> STATED EXERCISE:
Starting at the line that contains "Q: Place a marker on the man's arm" and ending with the last line of the entries below, write those lines out again, requests included. In the answers, multiply every x and y coordinate by 1.95 and round to the nearest whole number, with halves rounded up.

[Extracted data entries]
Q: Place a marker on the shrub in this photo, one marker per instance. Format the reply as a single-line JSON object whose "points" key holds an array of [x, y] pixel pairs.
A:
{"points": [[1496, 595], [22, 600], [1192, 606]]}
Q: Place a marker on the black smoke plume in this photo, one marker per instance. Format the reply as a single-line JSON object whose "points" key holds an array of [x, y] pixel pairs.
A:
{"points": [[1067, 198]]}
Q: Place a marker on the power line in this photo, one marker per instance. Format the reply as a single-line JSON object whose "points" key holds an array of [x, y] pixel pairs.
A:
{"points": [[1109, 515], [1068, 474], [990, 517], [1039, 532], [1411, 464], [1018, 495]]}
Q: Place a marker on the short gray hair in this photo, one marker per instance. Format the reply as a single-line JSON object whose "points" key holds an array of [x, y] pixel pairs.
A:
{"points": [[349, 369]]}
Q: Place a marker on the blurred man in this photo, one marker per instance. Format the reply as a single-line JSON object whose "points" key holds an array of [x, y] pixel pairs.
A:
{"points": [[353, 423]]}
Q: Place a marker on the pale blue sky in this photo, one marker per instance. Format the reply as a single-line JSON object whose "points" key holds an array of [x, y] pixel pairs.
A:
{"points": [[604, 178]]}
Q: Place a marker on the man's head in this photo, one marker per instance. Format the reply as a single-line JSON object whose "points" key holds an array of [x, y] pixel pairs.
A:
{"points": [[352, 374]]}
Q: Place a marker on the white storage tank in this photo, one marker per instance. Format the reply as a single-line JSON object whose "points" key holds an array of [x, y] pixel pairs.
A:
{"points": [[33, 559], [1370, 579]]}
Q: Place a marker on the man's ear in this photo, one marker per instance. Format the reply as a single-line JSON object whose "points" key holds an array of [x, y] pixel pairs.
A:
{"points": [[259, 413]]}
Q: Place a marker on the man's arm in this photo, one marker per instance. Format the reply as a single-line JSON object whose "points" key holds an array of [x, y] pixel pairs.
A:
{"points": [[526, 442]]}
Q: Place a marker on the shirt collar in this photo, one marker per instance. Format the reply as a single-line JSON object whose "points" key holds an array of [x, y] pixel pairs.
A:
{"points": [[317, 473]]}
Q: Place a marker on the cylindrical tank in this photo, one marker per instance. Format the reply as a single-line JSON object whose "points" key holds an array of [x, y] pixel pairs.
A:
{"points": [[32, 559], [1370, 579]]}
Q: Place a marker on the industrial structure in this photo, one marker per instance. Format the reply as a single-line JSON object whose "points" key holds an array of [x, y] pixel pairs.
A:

> SOLUTION TO THIS PROBLEM:
Q: Place a marker on the man's arm in this photo, one marker per instance. Format the reply as a single-line JSON object whose "points" key holds an array of [x, y] pixel pairs.
A:
{"points": [[1026, 862]]}
Q: Place a marker on the shirt collar in this photo, one marker per instance. Format the reply as a single-line JSON object whose "points" key holds an array of [x, y] pixel pairs.
A:
{"points": [[618, 922]]}
Q: Place a marker on the cylindrical tank in this photo, one marker per instance. Format the reply as a single-line JSON object whose "points" key holds an array of [x, y] pixel pairs.
A:
{"points": [[62, 1090], [2672, 1129]]}
Q: Place a marker on the industrial structure in this photo, one marker per instance. Format the reply as a single-line JSON object whose "points" key holds an array of [x, y] pixel pairs.
A:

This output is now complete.